*** RECORDS TO PROCESS

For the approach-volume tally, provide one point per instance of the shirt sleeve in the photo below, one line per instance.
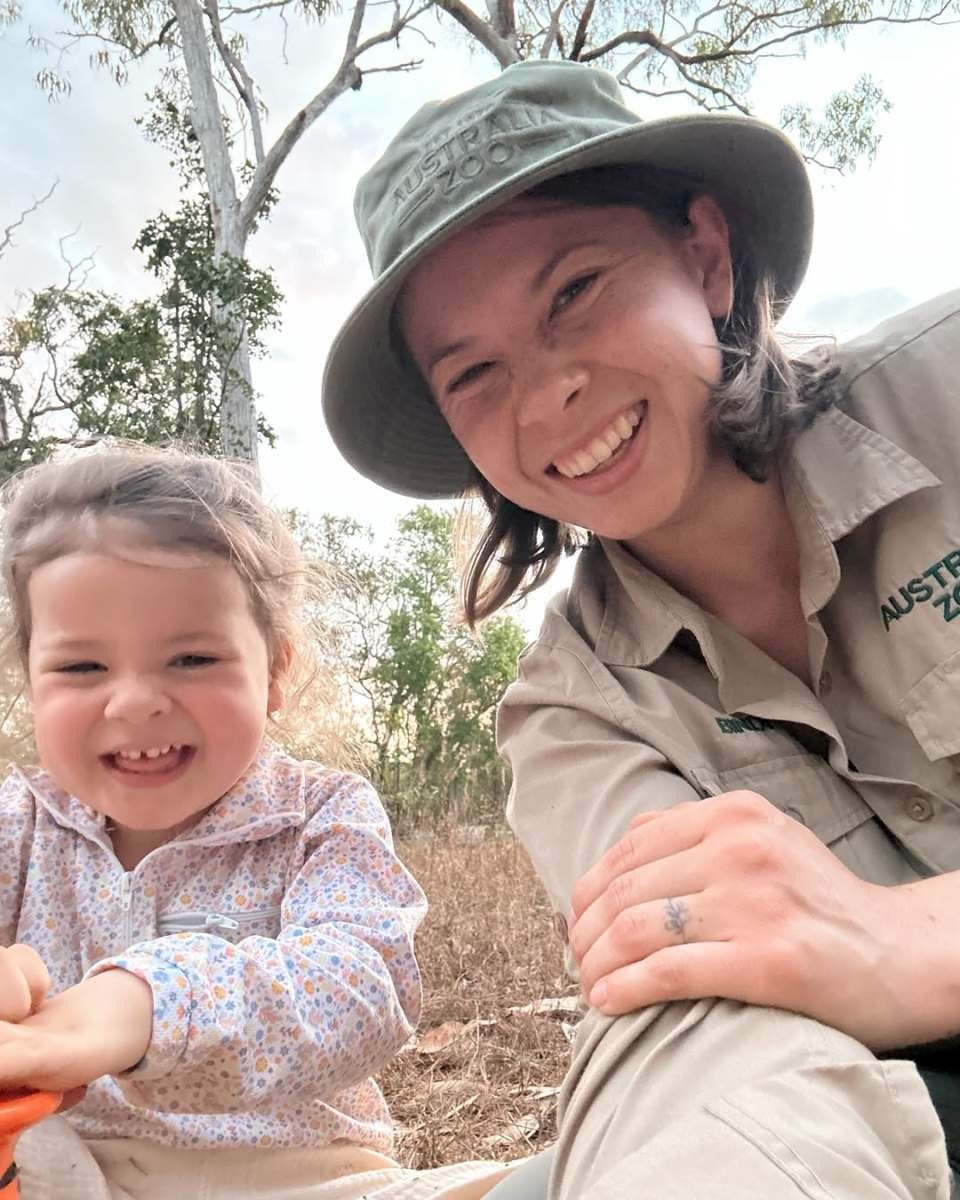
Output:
(317, 1009)
(579, 778)
(17, 826)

******

WHAT THE TASK ASKS.
Please rewrite the lines above, replacing "shirt sleeve" with "coat sleeve" and keeping everything else the same. Omit the pictures from your answer.

COMPLETE ANSWER.
For the approach-volume tally, provide one point per instance of the coat sleeve in the photo below, one line per instance.
Output:
(317, 1009)
(579, 778)
(17, 826)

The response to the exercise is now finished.